### Passage fourni

De retour dans leur appartement d'Upper East Side, nous faisons la connaissance de Paul Goldschmidt, un ami belge qui travaille aussi chez Goldman Sachs comme Mr Levy. Il est question qu'il nous héberge. Je repense à Henry Birge en constatant que les domestiques, et il y en a une tripotée, sont tous noirs. Nous passons à table. Le maître d'hôtel qui fait le service porte des gants blancs. Nous sommes extrêmement intimidés. Je suis embarrassé lorsqu'il me tend la salade, car je crains de ne pas m'en sortir et d'en mettre partout. À la maison c'est toujours Papa qui nous sert. Mrs Levy s'excuse de l'absence de son mari, empêché pour des raisons professionnelles. Je crois comprendre qu'il est le chairman du New York Stock Exchange et que Richard Nixon est venu le chercher en hélicoptère sur le toit de l'immeuble.

(hélicoptère)

Je ne trouve pas chairman dans mon dictionnaire Lilliput, mais cela signifierait qu'il est le patron de la Bourse de New York. Wall Street ! Nixon n'est pas encore président des États Unis, mais il va le devenir en janvier prochain. Pendant le dîner personne ne parle pas politique, encore moins économie, mais l'on nous pose mille questions sur notre voyage. Nous avons fini par comprendre que nous figurons un peu deux petits singes savants pour tous les gens qui nous reçoivent. On se les arracherait presque.


Comment aurions-nous pu imaginer un tel luxe ? Les finances parentales se portent mieux que par le passé, je m’en rends compte au fur et à mesure de notre histoire, mais nous sommes très très loin de notre environnement social habituel. Je me souviens d'une élégante anecdote montrant notre niveau de vie dans mes premières années. Un jour que mon père avait eu une envie pressante, il était descendu aux toilettes d'un café. Comme la lumière ne fonctionnait pas et qu'à tâtons il ne trouvait pas le rouleau hygiénique il a cherché dans sa poche un bout de papier pour se torcher. En ouvrant la porte il aperçut son dernier billet de cinq mille (anciens) francs, l'équivalent de sept euros au siècle prochain, happé par la chasse d'eau. À cet instant précis, pensant à ses deux enfants à charge, mon père décida de changer de métier. Dix ans plus tard, Paul Goldschmidt nous présente au liftier pour qu'il nous laisse monter à son appartement de la Cinquième Avenue, l'ascenseur de l'immeuble s'ouvrant directement sur son entrée où sont exposées d'étranges sculptures modernes. Au neuvième étage l'appartement abrite quantité d'œuvres d'art à tel point que nous imaginons qu'il ne peut s'agir que d'un marchand d'art. Il n'en est rien. Nous sommes simplement chez des gens très riches. Sur l'immense terrasse sont posés des sculptures de Moore et des stabiles de Calder, sur la table du salon brille un superbe Arp en métal doré tout en rondeurs. Le réfrigérateur est plus pauvre. Pendant ces deux derniers jours nous ne nous nourrirons que de la glace au chocolat trouvée dans le congélateur, que pour ma part j'agrémenterai de petits piments d'oiseau. Il n'y a rien d'autre à manger. La proximité des œuvres nous fait tourner la tête, car, étrangers aux musées, nous sommes confrontés pour la première fois de notre vie à des œuvres d'art originales, toiles de maîtres que nous ne connaissons que par leurs reproductions dans le Petit Larousse ou dans des livres de classe. Nous allons devoir nous débrouiller seuls à New York, ce qui inquiète terriblement ma petite sœur, échaudée par nos anciennes aventures passées dans cette ville aux allures brutales.

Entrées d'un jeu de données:
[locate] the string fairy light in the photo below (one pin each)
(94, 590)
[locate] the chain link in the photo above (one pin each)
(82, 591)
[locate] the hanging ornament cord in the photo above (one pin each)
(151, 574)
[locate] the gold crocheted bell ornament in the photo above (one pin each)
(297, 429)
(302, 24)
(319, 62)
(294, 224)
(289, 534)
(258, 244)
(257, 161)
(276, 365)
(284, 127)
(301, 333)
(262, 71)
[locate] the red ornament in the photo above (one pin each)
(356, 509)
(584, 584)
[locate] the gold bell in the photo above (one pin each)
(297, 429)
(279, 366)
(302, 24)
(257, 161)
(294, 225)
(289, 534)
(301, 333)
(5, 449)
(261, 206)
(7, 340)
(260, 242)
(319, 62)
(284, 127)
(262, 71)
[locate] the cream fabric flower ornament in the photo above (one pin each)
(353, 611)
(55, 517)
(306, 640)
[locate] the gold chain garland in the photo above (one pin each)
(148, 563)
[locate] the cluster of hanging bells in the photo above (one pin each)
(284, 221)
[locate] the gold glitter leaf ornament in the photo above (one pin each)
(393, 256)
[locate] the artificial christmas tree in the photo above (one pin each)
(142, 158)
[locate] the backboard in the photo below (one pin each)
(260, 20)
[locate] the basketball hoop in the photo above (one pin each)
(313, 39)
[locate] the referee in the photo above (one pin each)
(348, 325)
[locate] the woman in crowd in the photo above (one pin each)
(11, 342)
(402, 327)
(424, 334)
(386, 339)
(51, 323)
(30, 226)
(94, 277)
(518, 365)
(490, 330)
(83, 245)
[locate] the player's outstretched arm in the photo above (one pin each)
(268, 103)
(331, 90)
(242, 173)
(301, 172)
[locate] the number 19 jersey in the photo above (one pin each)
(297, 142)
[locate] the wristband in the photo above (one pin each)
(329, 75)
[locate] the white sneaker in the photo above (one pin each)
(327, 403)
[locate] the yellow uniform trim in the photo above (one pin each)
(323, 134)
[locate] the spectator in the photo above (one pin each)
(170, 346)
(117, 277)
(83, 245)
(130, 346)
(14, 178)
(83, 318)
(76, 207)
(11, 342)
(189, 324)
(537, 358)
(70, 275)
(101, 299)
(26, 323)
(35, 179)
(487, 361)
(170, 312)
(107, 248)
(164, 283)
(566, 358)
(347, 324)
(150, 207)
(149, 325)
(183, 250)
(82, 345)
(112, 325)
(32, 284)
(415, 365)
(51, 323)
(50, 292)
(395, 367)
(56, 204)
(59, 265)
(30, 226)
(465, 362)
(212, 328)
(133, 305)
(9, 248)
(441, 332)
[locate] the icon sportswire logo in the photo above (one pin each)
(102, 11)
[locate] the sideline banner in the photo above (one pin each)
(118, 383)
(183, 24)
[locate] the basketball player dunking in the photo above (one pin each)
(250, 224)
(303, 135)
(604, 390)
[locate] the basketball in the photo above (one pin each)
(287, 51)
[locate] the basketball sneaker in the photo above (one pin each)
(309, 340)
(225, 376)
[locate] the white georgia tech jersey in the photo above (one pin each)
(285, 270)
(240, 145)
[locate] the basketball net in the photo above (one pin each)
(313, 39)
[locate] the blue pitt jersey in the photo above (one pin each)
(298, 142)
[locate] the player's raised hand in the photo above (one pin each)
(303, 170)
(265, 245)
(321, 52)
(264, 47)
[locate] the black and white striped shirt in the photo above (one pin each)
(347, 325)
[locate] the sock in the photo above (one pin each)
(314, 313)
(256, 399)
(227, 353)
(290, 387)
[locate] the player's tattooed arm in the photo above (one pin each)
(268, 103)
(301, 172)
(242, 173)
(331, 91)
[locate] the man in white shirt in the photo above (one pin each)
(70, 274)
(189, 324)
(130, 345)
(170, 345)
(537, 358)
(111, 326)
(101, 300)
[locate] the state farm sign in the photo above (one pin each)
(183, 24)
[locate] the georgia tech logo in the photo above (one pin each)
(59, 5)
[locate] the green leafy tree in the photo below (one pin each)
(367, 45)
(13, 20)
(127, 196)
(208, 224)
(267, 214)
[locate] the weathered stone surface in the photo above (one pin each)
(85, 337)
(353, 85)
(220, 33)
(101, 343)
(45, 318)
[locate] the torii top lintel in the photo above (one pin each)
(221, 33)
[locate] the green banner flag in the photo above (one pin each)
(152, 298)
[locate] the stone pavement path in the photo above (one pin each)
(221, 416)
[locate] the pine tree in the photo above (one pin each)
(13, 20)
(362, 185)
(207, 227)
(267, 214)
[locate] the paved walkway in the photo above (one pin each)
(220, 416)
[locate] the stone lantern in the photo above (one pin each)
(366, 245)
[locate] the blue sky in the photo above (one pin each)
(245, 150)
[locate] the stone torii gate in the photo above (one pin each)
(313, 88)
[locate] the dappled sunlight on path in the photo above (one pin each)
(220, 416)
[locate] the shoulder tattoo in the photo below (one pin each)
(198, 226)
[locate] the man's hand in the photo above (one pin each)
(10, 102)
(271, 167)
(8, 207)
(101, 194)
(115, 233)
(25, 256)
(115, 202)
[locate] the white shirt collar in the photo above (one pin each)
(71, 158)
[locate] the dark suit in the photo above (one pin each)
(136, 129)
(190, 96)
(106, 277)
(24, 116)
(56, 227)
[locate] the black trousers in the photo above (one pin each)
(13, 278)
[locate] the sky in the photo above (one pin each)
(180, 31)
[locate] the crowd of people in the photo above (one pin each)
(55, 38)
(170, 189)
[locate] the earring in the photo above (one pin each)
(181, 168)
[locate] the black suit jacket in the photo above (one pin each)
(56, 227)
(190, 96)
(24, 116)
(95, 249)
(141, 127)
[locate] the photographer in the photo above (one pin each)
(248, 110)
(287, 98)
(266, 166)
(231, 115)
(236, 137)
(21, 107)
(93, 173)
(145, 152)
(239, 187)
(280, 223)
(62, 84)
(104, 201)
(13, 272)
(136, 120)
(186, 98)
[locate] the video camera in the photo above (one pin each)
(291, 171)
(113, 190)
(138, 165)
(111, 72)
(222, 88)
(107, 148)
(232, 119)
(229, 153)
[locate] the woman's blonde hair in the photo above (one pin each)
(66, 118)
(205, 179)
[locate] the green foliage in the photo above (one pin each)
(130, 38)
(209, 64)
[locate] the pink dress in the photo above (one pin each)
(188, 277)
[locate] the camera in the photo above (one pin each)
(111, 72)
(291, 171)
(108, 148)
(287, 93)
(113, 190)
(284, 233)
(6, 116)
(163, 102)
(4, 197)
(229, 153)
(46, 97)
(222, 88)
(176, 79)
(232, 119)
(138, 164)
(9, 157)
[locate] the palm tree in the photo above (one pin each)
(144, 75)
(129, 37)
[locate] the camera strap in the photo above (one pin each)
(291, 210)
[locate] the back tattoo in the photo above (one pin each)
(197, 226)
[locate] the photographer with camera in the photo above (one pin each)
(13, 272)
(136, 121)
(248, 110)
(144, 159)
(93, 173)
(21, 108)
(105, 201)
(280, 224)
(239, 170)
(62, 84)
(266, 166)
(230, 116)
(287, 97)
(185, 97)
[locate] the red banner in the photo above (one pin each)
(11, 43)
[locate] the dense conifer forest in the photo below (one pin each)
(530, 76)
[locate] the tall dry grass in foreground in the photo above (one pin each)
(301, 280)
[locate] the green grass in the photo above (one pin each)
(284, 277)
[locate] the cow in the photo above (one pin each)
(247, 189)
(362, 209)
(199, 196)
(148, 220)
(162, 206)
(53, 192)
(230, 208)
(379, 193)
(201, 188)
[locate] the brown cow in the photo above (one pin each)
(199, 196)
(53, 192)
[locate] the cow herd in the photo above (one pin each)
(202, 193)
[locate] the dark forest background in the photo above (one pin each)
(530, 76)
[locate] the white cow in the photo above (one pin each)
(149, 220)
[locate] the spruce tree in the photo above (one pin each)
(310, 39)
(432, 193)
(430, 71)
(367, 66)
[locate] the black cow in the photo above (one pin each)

### Objectif
D'après le passage fourni, de quoi les deux enfants se nourrissent-ils durant leurs deux derniers jours dans l'appartement de la Cinquième Avenue ?

### Résultat obtenu
Uniquement de la glace au chocolat trouvée dans le congélateur.